TASK OBJECTIVE >> State how many lines in the listing include the word "door", and give no other text.
************
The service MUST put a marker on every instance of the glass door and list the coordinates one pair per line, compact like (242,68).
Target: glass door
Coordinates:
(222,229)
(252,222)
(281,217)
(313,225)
************
TASK RESPONSE >> 2